» Work task: The response has to reproduce all entries exactly while excluding their pictures.

Provided entries Block Start

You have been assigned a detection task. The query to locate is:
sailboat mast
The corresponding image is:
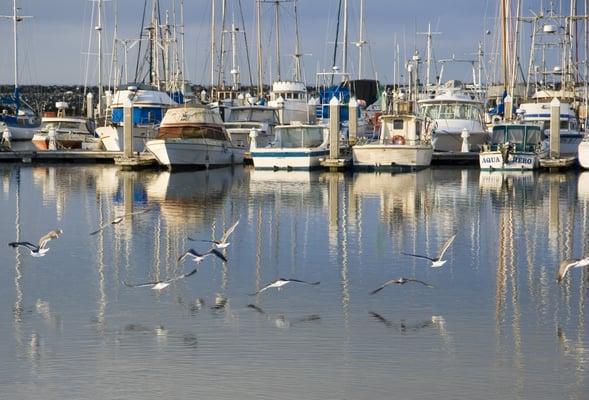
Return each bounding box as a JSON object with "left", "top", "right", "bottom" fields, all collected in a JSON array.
[
  {"left": 358, "top": 0, "right": 364, "bottom": 79},
  {"left": 97, "top": 0, "right": 104, "bottom": 118},
  {"left": 12, "top": 0, "right": 19, "bottom": 92},
  {"left": 256, "top": 0, "right": 263, "bottom": 95},
  {"left": 294, "top": 0, "right": 302, "bottom": 81},
  {"left": 211, "top": 0, "right": 216, "bottom": 88},
  {"left": 501, "top": 0, "right": 509, "bottom": 93},
  {"left": 342, "top": 0, "right": 348, "bottom": 76},
  {"left": 275, "top": 0, "right": 281, "bottom": 81}
]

Provided entries Block End

» Reply to the exercise:
You have been assigned a detection task. The query to locate is:
sailboat mast
The corresponding image is:
Return each bounding box as a JSON object with "left", "top", "right", "bottom" fields, all collected in a JSON array.
[
  {"left": 358, "top": 0, "right": 364, "bottom": 79},
  {"left": 97, "top": 0, "right": 104, "bottom": 118},
  {"left": 12, "top": 0, "right": 19, "bottom": 92},
  {"left": 256, "top": 0, "right": 263, "bottom": 95},
  {"left": 294, "top": 0, "right": 302, "bottom": 81},
  {"left": 211, "top": 0, "right": 216, "bottom": 88},
  {"left": 501, "top": 0, "right": 509, "bottom": 93},
  {"left": 342, "top": 0, "right": 348, "bottom": 76},
  {"left": 275, "top": 0, "right": 281, "bottom": 81}
]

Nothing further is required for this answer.